== Records for the task ==
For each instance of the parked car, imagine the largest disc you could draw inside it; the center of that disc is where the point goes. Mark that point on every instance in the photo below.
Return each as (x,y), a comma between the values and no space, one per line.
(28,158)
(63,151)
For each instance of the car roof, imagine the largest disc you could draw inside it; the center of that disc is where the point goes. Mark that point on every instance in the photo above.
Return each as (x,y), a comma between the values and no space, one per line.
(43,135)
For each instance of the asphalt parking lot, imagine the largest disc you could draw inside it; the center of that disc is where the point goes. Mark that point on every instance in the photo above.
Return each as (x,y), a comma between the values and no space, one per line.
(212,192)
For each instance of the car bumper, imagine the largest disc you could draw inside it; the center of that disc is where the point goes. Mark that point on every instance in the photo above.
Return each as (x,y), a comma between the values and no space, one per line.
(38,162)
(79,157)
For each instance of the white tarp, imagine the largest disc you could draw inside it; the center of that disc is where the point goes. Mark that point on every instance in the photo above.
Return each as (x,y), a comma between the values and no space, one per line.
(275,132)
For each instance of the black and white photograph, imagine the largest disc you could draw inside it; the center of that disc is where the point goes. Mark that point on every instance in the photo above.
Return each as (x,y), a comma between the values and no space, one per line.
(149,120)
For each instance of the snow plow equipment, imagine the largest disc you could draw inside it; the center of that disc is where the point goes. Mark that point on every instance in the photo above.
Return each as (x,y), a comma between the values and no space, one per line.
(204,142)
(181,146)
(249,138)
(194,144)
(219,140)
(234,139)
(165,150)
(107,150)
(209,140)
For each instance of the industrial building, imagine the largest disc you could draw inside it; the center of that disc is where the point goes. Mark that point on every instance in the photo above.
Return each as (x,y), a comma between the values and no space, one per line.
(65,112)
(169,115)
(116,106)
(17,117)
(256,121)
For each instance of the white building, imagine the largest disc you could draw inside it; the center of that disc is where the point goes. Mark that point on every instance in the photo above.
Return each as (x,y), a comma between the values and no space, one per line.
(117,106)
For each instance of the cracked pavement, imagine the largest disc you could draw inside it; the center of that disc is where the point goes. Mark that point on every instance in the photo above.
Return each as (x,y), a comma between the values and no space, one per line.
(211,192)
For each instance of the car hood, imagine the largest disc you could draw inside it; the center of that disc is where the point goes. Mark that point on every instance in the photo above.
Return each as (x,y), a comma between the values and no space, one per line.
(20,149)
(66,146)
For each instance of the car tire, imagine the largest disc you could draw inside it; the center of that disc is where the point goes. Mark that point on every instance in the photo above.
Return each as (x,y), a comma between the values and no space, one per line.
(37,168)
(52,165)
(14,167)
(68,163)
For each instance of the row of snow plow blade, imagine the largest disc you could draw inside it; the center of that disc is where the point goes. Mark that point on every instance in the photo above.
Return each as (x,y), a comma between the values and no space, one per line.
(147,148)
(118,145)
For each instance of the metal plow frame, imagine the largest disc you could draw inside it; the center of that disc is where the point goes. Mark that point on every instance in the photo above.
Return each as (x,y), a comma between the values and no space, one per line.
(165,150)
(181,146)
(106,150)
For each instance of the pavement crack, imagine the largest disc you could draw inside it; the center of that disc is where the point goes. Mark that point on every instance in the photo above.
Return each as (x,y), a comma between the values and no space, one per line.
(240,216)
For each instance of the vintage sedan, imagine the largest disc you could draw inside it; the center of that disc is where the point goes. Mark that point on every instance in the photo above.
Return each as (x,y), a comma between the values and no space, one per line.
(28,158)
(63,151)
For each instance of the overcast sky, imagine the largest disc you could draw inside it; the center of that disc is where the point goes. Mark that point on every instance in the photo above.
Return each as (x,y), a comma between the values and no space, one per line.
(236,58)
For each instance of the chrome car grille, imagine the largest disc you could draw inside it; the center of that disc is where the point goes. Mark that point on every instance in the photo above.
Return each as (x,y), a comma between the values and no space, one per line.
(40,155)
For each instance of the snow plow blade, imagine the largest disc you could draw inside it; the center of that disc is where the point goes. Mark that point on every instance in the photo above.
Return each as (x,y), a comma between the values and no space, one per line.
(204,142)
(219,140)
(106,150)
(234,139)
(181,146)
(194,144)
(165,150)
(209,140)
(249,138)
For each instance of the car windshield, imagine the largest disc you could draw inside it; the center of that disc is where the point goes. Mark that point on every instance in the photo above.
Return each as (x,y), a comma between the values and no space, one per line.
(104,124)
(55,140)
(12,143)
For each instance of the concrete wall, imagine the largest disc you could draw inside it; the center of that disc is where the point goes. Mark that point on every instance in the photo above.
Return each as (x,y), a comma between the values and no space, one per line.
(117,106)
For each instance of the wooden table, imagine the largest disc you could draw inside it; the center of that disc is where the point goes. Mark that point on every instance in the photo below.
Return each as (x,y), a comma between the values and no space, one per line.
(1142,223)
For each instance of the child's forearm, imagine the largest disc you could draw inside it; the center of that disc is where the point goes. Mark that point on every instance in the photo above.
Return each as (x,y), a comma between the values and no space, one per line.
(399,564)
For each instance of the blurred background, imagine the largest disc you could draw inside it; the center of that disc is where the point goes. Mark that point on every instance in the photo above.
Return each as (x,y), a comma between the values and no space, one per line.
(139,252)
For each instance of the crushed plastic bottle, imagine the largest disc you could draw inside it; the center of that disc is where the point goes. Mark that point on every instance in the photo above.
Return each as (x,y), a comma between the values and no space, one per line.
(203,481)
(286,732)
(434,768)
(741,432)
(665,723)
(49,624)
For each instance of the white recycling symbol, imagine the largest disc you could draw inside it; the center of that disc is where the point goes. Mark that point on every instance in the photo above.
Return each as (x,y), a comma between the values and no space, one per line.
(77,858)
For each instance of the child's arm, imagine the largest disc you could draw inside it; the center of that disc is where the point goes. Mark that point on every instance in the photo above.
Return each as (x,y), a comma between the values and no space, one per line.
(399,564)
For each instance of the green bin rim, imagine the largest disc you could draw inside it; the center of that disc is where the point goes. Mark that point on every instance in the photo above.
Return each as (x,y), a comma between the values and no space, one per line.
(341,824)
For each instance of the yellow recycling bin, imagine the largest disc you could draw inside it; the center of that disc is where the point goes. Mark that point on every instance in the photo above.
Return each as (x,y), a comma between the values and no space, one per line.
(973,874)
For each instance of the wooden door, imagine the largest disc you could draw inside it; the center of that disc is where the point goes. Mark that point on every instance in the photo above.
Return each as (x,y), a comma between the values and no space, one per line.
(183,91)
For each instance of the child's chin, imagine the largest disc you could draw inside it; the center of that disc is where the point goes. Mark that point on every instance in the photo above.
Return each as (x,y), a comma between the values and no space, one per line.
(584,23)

== Exercise objective ==
All lines above between those holding "For each instance of the car windshield, imagine" and "For each instance of the blurred", inclusive, must be set down unchanged, and no other line may be included.

== Exercise result ==
For each instance of the car windshield, imagine the largest disc you could draw inside it; the center of that disc is where the point goes. Mark that point on every instance in the photo above.
Return each as (x,y), a comma between the values and no space, one per line.
(104,124)
(55,140)
(12,143)
For each instance of the concrete wall, imagine the largest disc you could draw inside it; the center of that disc is where the point goes. Mark that point on every instance in the photo above.
Return each as (x,y), a comma between the values and no space, one per line.
(117,106)
For each instance of the wooden table, imagine the largest disc you could draw inside it; the center of that disc is where the point goes. Mark that point on every instance in the photo below.
Return each as (x,y), a comma between the values and no space, one per line.
(1142,223)
For each instance of the child's forearm, imagine the largest disc you could draw inside it; the center of that disc is where the point goes. Mark that point on every instance in the photo above.
Return each as (x,y), a comma between the values and no space, one per line.
(399,564)
For each instance of the blurred background, imagine the largest disc you could draw inside it; the center of that disc is where the point goes. Mark that point on every instance in the photo above.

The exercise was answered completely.